# start of Source records

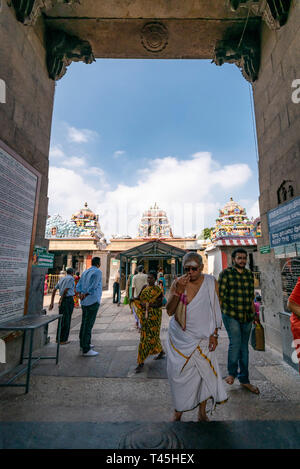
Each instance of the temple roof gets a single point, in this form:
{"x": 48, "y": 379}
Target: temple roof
{"x": 85, "y": 213}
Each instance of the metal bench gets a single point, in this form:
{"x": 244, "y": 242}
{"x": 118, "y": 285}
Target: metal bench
{"x": 29, "y": 324}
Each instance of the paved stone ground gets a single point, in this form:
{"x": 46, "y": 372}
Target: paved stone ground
{"x": 105, "y": 389}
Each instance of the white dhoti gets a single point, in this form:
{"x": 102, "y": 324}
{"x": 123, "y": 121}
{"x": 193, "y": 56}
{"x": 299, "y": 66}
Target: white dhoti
{"x": 193, "y": 370}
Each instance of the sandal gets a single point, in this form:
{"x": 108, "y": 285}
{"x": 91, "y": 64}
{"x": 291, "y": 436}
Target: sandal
{"x": 160, "y": 356}
{"x": 139, "y": 368}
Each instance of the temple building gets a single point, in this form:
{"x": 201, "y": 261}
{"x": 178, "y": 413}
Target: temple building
{"x": 74, "y": 242}
{"x": 233, "y": 228}
{"x": 155, "y": 224}
{"x": 154, "y": 247}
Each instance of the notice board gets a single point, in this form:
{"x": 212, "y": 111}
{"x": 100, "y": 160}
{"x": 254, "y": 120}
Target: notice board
{"x": 19, "y": 194}
{"x": 284, "y": 223}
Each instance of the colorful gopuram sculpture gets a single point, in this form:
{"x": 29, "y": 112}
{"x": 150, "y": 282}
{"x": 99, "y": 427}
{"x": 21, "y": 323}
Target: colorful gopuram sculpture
{"x": 232, "y": 222}
{"x": 154, "y": 224}
{"x": 83, "y": 224}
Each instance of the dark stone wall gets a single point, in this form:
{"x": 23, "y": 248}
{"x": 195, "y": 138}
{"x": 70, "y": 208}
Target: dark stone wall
{"x": 278, "y": 124}
{"x": 27, "y": 114}
{"x": 25, "y": 125}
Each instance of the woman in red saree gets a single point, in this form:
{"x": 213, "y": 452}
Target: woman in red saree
{"x": 294, "y": 307}
{"x": 149, "y": 311}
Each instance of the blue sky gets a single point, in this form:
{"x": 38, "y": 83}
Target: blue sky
{"x": 128, "y": 133}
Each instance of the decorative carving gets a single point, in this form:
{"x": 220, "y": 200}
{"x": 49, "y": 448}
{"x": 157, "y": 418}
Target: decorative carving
{"x": 62, "y": 49}
{"x": 246, "y": 55}
{"x": 154, "y": 36}
{"x": 274, "y": 12}
{"x": 27, "y": 11}
{"x": 285, "y": 191}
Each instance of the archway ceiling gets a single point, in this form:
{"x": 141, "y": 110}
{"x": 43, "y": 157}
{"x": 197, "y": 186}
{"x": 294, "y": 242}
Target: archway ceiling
{"x": 114, "y": 27}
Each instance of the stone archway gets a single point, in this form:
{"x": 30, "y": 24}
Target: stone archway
{"x": 41, "y": 38}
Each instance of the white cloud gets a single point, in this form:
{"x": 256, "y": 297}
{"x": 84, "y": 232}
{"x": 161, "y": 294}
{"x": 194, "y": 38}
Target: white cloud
{"x": 119, "y": 153}
{"x": 74, "y": 162}
{"x": 188, "y": 190}
{"x": 81, "y": 135}
{"x": 56, "y": 152}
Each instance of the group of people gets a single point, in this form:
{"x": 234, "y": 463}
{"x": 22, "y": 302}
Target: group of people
{"x": 192, "y": 365}
{"x": 89, "y": 290}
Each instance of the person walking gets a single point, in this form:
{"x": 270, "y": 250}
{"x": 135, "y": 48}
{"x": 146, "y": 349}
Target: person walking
{"x": 140, "y": 279}
{"x": 162, "y": 283}
{"x": 236, "y": 289}
{"x": 192, "y": 366}
{"x": 66, "y": 287}
{"x": 116, "y": 289}
{"x": 90, "y": 289}
{"x": 294, "y": 306}
{"x": 76, "y": 296}
{"x": 150, "y": 313}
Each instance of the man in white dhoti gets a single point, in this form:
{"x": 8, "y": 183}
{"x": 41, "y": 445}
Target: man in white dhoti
{"x": 192, "y": 366}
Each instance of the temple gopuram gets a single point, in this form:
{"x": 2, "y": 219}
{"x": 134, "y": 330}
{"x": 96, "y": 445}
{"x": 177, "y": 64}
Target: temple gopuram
{"x": 155, "y": 224}
{"x": 233, "y": 228}
{"x": 155, "y": 247}
{"x": 74, "y": 242}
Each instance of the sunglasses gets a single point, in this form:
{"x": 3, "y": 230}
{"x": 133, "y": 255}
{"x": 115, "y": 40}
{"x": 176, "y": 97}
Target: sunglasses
{"x": 187, "y": 269}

# end of Source records

- Requirement
Repeat each record exactly as shown above, dropping all images.

- Answer to the exercise
Each instance of the temple roof gets a single point, in this form:
{"x": 48, "y": 379}
Target: temple roof
{"x": 85, "y": 213}
Each instance of the metal bench gets a single point, in this form:
{"x": 244, "y": 242}
{"x": 118, "y": 285}
Target: metal bench
{"x": 29, "y": 324}
Each instance of the paved stone ground gets a single point, in this form:
{"x": 46, "y": 372}
Target: paved stone ground
{"x": 105, "y": 389}
Each instance of the white dhoti gets a single point, in this form:
{"x": 102, "y": 324}
{"x": 123, "y": 121}
{"x": 193, "y": 56}
{"x": 299, "y": 66}
Target: white dhoti
{"x": 193, "y": 370}
Each instance of the sandal gets a single point, in this form:
{"x": 108, "y": 285}
{"x": 91, "y": 64}
{"x": 291, "y": 436}
Target: sandal
{"x": 160, "y": 356}
{"x": 139, "y": 368}
Each instance of the temple building gets a single point, in this form:
{"x": 201, "y": 261}
{"x": 178, "y": 413}
Target: temple building
{"x": 74, "y": 242}
{"x": 233, "y": 228}
{"x": 155, "y": 224}
{"x": 154, "y": 247}
Each instance of the notice board gets a single point, in this form:
{"x": 212, "y": 111}
{"x": 100, "y": 160}
{"x": 254, "y": 120}
Target: notice board
{"x": 19, "y": 194}
{"x": 284, "y": 223}
Each instance of the colorful gopuram sculpture gets a single point, in this form:
{"x": 29, "y": 112}
{"x": 150, "y": 282}
{"x": 99, "y": 427}
{"x": 21, "y": 323}
Target: colorful gopuram sculpture
{"x": 232, "y": 222}
{"x": 154, "y": 224}
{"x": 83, "y": 224}
Each instance of the dark stone wall gets a single point, in this form:
{"x": 23, "y": 248}
{"x": 195, "y": 138}
{"x": 70, "y": 208}
Target: dark stone wall
{"x": 278, "y": 124}
{"x": 27, "y": 114}
{"x": 25, "y": 125}
Each instance of the woman in red saree gets a single point, in this form:
{"x": 213, "y": 452}
Target: woman in red saree
{"x": 294, "y": 307}
{"x": 149, "y": 311}
Each instance of the blue sky gets a single point, in this form:
{"x": 38, "y": 83}
Target: blue sky
{"x": 128, "y": 133}
Each instance of the decorative carving gets a single point, in this form:
{"x": 220, "y": 200}
{"x": 49, "y": 448}
{"x": 157, "y": 418}
Target: decorative carving
{"x": 62, "y": 49}
{"x": 246, "y": 55}
{"x": 154, "y": 36}
{"x": 274, "y": 12}
{"x": 27, "y": 11}
{"x": 285, "y": 191}
Each instance of the archway ceiling gets a single point, in this form:
{"x": 141, "y": 110}
{"x": 43, "y": 157}
{"x": 197, "y": 186}
{"x": 294, "y": 242}
Target: archway ceiling
{"x": 114, "y": 27}
Each instance of the stone archway gets a single point, in this form:
{"x": 30, "y": 24}
Target: stone archway
{"x": 41, "y": 38}
Each instance of the white cloud gets a single point, in this form:
{"x": 256, "y": 297}
{"x": 84, "y": 232}
{"x": 161, "y": 294}
{"x": 194, "y": 38}
Target: white cloud
{"x": 119, "y": 153}
{"x": 74, "y": 162}
{"x": 188, "y": 190}
{"x": 81, "y": 135}
{"x": 56, "y": 152}
Each instance of the group of people gets a single point, in this form:
{"x": 234, "y": 463}
{"x": 22, "y": 302}
Target: group of people
{"x": 192, "y": 365}
{"x": 89, "y": 290}
Each instance of the person walking gets a single point, in this form:
{"x": 270, "y": 250}
{"x": 135, "y": 48}
{"x": 146, "y": 349}
Target: person walking
{"x": 140, "y": 279}
{"x": 162, "y": 283}
{"x": 236, "y": 289}
{"x": 192, "y": 366}
{"x": 66, "y": 287}
{"x": 116, "y": 289}
{"x": 90, "y": 289}
{"x": 294, "y": 306}
{"x": 76, "y": 296}
{"x": 150, "y": 313}
Each instance of the man in white dhoti gets a single point, in this form:
{"x": 8, "y": 183}
{"x": 41, "y": 445}
Target: man in white dhoti
{"x": 192, "y": 366}
Each instance of the temple gopuram gets a single point, in this form:
{"x": 2, "y": 219}
{"x": 134, "y": 330}
{"x": 96, "y": 445}
{"x": 177, "y": 64}
Target: temple gopuram
{"x": 155, "y": 224}
{"x": 233, "y": 228}
{"x": 155, "y": 247}
{"x": 74, "y": 242}
Each instance of the sunglasses gets a single point, in this form:
{"x": 3, "y": 230}
{"x": 133, "y": 255}
{"x": 115, "y": 40}
{"x": 176, "y": 97}
Target: sunglasses
{"x": 187, "y": 269}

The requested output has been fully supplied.